What to produce: Rewrite the entries from the beginning up to and including the line containing "x=168, y=386", replacing "wooden deck" with "wooden porch" and leaving every other part unchanged.

Source material:
..............................

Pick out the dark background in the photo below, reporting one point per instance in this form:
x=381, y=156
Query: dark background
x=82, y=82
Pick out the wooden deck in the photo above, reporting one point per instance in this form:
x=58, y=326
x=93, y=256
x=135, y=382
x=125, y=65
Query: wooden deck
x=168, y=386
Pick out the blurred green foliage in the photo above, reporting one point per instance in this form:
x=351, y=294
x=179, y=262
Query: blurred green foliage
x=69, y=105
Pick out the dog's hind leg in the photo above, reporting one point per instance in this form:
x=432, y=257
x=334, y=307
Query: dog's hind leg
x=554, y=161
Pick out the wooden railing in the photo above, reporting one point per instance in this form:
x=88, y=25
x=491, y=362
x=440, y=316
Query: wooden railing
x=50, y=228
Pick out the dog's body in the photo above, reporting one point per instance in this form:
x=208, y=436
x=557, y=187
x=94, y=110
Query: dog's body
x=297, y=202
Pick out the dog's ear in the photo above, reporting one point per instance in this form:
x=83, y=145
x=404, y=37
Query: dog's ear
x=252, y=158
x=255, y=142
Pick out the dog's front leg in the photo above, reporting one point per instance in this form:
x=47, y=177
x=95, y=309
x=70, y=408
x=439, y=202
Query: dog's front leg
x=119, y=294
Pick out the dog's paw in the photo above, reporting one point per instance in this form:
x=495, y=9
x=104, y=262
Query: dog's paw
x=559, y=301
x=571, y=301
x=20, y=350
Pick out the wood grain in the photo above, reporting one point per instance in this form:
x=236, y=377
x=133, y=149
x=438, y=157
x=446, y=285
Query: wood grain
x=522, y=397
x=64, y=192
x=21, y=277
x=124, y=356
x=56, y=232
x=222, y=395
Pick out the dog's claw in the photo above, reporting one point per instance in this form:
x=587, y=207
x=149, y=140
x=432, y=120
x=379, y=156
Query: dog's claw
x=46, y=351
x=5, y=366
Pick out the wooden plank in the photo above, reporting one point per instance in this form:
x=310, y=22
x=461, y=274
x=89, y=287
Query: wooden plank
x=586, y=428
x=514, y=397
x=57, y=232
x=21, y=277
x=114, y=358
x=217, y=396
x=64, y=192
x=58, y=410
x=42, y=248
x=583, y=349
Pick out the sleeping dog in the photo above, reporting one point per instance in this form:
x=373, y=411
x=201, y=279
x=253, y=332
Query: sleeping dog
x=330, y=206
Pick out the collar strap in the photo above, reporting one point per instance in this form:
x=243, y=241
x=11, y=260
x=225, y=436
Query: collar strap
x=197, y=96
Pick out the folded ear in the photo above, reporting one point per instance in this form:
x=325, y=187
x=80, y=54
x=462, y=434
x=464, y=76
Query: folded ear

..............................

Task response:
Pick out the dark background in the photo below, reporting one point per instance in this form:
x=381, y=156
Query: dark background
x=82, y=82
Pick out the wooden porch in the photo above, reporting one point per instance in this form:
x=58, y=326
x=93, y=256
x=135, y=382
x=125, y=65
Query: wooden porch
x=168, y=386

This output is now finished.